## TASK GOAL
Please copy out the listing below, substituting "Please" for every "Kindly" and leaving everything else unchanged.

## RECORDS
<<<<

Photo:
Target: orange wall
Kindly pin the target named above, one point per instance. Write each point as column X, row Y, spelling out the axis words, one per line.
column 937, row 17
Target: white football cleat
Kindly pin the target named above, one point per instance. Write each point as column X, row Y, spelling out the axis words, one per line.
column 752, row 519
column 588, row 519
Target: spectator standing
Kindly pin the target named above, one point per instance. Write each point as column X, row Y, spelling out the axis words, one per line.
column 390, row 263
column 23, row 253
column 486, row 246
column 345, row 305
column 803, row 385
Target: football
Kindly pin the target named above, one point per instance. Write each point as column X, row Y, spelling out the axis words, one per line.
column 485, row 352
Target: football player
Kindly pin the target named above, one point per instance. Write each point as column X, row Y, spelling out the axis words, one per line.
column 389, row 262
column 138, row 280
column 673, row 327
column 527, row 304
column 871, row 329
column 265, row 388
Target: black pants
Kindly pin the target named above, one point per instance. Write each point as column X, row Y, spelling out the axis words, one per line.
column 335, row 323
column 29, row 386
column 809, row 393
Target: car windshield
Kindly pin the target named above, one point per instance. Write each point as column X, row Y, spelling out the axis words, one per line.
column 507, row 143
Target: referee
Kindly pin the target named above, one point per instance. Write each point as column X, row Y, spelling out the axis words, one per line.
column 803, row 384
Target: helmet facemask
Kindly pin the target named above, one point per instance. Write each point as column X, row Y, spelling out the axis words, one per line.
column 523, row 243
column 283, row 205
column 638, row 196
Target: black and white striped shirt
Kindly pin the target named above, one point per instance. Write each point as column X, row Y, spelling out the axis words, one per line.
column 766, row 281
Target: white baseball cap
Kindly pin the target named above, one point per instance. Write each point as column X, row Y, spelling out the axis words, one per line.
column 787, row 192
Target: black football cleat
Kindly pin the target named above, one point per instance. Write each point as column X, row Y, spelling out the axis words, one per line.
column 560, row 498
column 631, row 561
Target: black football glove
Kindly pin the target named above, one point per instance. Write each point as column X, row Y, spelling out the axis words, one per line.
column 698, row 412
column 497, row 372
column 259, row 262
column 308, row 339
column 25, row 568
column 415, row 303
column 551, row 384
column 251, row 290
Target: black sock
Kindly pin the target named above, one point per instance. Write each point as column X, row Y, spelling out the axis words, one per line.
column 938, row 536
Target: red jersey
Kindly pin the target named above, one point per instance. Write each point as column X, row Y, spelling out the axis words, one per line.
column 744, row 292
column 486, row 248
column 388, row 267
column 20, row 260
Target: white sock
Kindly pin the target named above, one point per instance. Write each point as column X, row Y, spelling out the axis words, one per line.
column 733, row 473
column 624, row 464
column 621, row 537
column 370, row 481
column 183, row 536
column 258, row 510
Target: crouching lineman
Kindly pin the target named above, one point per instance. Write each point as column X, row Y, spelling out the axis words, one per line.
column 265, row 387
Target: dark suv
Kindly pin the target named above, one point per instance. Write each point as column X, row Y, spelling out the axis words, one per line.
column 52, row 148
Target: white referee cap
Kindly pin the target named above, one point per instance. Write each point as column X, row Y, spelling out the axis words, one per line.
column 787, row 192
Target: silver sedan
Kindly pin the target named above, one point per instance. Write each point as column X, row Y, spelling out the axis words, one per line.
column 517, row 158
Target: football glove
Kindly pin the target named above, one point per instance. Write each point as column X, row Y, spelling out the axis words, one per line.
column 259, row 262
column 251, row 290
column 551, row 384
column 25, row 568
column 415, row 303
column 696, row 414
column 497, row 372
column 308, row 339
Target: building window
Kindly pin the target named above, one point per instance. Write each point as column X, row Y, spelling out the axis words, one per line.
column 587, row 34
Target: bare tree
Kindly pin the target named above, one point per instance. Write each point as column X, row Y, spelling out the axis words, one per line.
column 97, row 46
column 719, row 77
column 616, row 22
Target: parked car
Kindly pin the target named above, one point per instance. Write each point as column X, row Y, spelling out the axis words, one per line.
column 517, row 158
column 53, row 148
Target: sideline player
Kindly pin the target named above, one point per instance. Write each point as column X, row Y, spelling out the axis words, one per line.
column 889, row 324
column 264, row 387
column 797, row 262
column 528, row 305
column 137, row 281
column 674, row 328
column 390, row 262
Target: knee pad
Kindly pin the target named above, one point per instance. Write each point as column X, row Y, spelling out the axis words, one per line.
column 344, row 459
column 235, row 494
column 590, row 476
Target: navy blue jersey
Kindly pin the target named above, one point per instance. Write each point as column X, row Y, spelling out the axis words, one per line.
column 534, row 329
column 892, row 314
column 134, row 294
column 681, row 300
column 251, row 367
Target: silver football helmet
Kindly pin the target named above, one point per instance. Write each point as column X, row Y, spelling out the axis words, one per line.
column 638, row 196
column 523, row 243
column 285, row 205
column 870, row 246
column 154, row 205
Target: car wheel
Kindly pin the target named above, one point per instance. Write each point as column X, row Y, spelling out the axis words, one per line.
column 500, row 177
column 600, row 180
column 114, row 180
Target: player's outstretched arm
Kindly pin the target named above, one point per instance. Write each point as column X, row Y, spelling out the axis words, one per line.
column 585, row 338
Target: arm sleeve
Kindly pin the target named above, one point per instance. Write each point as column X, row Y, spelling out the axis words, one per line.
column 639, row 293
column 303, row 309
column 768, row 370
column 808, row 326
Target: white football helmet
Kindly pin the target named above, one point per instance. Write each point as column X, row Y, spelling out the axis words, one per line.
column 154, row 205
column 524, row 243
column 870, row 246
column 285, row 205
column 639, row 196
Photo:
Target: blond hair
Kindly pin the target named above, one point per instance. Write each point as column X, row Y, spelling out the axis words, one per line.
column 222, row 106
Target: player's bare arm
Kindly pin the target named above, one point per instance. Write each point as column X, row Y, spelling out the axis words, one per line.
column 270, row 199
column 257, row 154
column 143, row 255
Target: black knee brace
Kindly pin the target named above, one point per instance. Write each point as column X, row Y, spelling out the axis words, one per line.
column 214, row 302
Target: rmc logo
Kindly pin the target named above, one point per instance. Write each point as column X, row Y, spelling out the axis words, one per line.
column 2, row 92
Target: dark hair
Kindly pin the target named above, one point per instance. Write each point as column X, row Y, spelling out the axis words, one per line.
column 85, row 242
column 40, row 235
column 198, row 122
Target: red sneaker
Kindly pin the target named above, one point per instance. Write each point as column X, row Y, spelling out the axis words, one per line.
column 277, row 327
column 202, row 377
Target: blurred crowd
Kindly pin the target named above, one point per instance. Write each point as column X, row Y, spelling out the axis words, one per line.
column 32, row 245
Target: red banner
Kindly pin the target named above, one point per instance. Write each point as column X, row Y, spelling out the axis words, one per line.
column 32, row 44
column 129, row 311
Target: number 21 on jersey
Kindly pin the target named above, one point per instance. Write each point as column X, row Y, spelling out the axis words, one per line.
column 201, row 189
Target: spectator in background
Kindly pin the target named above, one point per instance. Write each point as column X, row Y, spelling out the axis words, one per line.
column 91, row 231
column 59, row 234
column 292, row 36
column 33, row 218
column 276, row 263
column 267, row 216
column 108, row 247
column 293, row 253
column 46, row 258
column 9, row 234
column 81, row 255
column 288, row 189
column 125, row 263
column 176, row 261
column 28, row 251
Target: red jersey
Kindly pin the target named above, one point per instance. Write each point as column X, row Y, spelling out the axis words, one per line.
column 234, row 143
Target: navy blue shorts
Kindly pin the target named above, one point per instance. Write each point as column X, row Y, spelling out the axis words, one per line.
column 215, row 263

>>>>

## ANSWER TO THIS PROBLEM
Photo:
Target: orange wall
Please pin the target named above, one point per instance. Write each point as column X, row Y, spelling out the axis words, one per line.
column 937, row 17
Target: white football cleat
Please pin the target named above, one point per instance. Write each point as column X, row Y, spelling out the axis words, one per line.
column 752, row 519
column 588, row 519
Target: spectator standing
Please pin the target named above, one point per instance. Write each point as column X, row Y, spelling out the axis words, one per line.
column 390, row 263
column 23, row 253
column 486, row 246
column 345, row 305
column 803, row 385
Target: football
Please pin the target named above, one point per instance. Write each point as column X, row Y, spelling out the axis words, one per line.
column 485, row 352
Target: football player
Please pin the target named above, one point per instance. Write each point as column X, row Y, spelling out the axis words, one per line.
column 389, row 262
column 138, row 280
column 673, row 327
column 527, row 304
column 871, row 329
column 265, row 388
Target: black pants
Please pin the target named above, one point per instance. Write each point as column X, row Y, spelling out the axis words, one per line.
column 335, row 323
column 29, row 386
column 809, row 393
Target: car windshield
Please pin the target named above, one point per instance. Write each point as column X, row Y, spelling out the axis words, one per line.
column 507, row 143
Target: referee
Please pin the target named above, one point per instance. Write each point as column X, row Y, spelling out the axis words, one per line.
column 803, row 384
Target: helmet facemask
Please pin the target named above, one point per instance. Write each point as column X, row Y, spelling out the axis words, one per line.
column 523, row 243
column 283, row 205
column 638, row 196
Target: black and white striped shirt
Please pin the target named above, one point per instance. Write each point as column X, row Y, spelling out the axis words, one per line.
column 766, row 281
Target: white baseball cap
Please pin the target named above, one point per instance. Write each point as column X, row Y, spelling out the axis words, one per line.
column 787, row 192
Target: black football cleat
Please pin the target named above, one point per instance. Write each point as column X, row Y, spelling out the axis words, one per line.
column 560, row 498
column 631, row 561
Target: black football glove
Please pin the target named above, one point per instance. Write each point as column X, row Y, spelling out the axis words, one per line.
column 698, row 412
column 497, row 372
column 259, row 262
column 308, row 339
column 25, row 568
column 415, row 303
column 551, row 384
column 251, row 290
Target: black sock
Please pin the target named above, one point per instance. Write each point as column X, row Y, spelling out the axis words, one per line.
column 938, row 536
Target: red jersey
Please pin the target named above, one point per instance. Write each point as column X, row Y, spelling out the axis words, one per line.
column 744, row 292
column 486, row 248
column 388, row 267
column 20, row 260
Target: white sock
Please pin the target named above, one point per instance. Write each point as column X, row Y, spelling out the axis words, one per line.
column 733, row 473
column 624, row 464
column 621, row 537
column 370, row 481
column 183, row 536
column 258, row 510
Target: crouching lineman
Please pin the target named above, one point per instance. Write each point as column X, row Y, spelling out the axis words, one per line.
column 265, row 387
Target: dark suv
Please pin the target named above, one point per instance. Write each point as column X, row Y, spelling out the axis words, one per line.
column 52, row 148
Target: white referee cap
Please pin the target named above, one point per instance. Write each point as column X, row Y, spelling out the axis words, one per line.
column 787, row 192
Target: silver sedan
Please pin the target named above, one point per instance. Write each point as column X, row Y, spelling out the axis words, one per line.
column 517, row 158
Target: football glove
Please pin the target named above, one point per instance. Write each point as column X, row Y, spelling out the axis words, one per line.
column 259, row 262
column 251, row 290
column 551, row 384
column 25, row 568
column 415, row 303
column 696, row 414
column 497, row 372
column 308, row 339
Target: building window
Please pin the target named above, one point per instance. Write each point as column X, row Y, spelling out the axis words, one per line.
column 587, row 34
Target: bare tree
Please pin the target named above, one point per instance. Write each point as column X, row Y, spelling out the axis words, one per line.
column 97, row 46
column 719, row 77
column 616, row 22
Target: parked car
Please pin the target named above, one point per instance. Write each point as column X, row Y, spelling out the axis words, one per line.
column 517, row 158
column 53, row 148
Target: sideline player
Please pin the target named above, one point per instance. Write each point as column X, row Y, spelling out the axis words, one per line.
column 889, row 324
column 264, row 387
column 797, row 262
column 528, row 305
column 137, row 281
column 674, row 328
column 390, row 262
Target: knee pad
Please pin the target named above, one point per instance. Write each point as column X, row Y, spelling out the axis words, one per line.
column 344, row 459
column 235, row 494
column 590, row 476
Target: navy blue jersey
Please pin the target named above, one point per instance. Write each point as column X, row Y, spelling out the axis words, one per line.
column 534, row 329
column 892, row 314
column 134, row 294
column 681, row 300
column 251, row 367
Target: silver football helmet
Please pin the target named above, one point per instance. Write each point as column X, row Y, spelling out the axis words, one per line.
column 638, row 196
column 523, row 243
column 285, row 205
column 870, row 246
column 154, row 205
Target: car wheel
Please pin the target named above, one point per instance. Write each point as column X, row Y, spelling out the axis words, one per line.
column 500, row 177
column 600, row 180
column 114, row 180
Target: player's outstretched arm
Please pin the target named above, one point per instance. Write each point as column X, row Y, spelling out the axis words, one per line.
column 585, row 338
Target: arm sleeve
Please pin the target named above, one point per instance. Write each point as column X, row Y, spelling out the axis words, one per line.
column 639, row 293
column 303, row 309
column 768, row 370
column 808, row 326
Target: white football helmet
Please pin the target named above, one point per instance. Write each point as column X, row Y, spelling out the axis words, one per line.
column 154, row 205
column 524, row 243
column 870, row 246
column 285, row 205
column 639, row 196
Photo:
Target: blond hair
Please pin the target named above, one point per instance. Write each point as column X, row Y, spelling out the axis words, one per line.
column 222, row 106
Target: player's bare arm
Please pin the target named above, one point per instance. Write each point as column X, row Y, spelling out the axis words, one per line.
column 270, row 199
column 257, row 154
column 143, row 255
Target: black knee brace
Please pin the target named above, one point per instance. Write each point as column X, row Y, spelling out the axis words, one per line.
column 214, row 302
Target: rmc logo
Please pin the target named above, one point per instance. Write each point as column X, row Y, spelling out the axis words, one per line.
column 2, row 92
Target: dark hair
Please pin the target named above, one point per instance. Write each point as column X, row Y, spelling out the axis words, one per line.
column 85, row 242
column 40, row 235
column 198, row 122
Target: red sneaker
Please pin the target named above, one point per instance. Write each point as column X, row Y, spelling out the axis words, one per line.
column 277, row 327
column 202, row 377
Target: blurred crowd
Please pin the target named above, one point per instance. Write each point as column X, row Y, spelling out the axis words, one per line.
column 32, row 245
Target: red banner
Please pin the target named above, one point per instance. Write each point as column X, row Y, spelling out the axis words, one per line.
column 32, row 44
column 129, row 311
Target: number 21 on jersey
Please pin the target named above, one point per instance. Write each point as column X, row Y, spelling out the axis words, one per line.
column 201, row 189
Target: spectator in background
Please pin the target named above, one point per instance. Write each point as column X, row Y, spelling out the axis words, one per line.
column 91, row 231
column 59, row 234
column 292, row 36
column 33, row 218
column 276, row 263
column 267, row 216
column 108, row 247
column 293, row 253
column 46, row 258
column 9, row 234
column 81, row 255
column 288, row 189
column 125, row 263
column 176, row 261
column 28, row 251
Target: red jersey
Please pin the target named above, one point per instance. Write each point as column X, row Y, spelling out the axis words, one per line.
column 234, row 143
Target: navy blue shorts
Please pin the target named above, one point per instance. Write each point as column X, row Y, spelling out the axis words, one per line.
column 215, row 263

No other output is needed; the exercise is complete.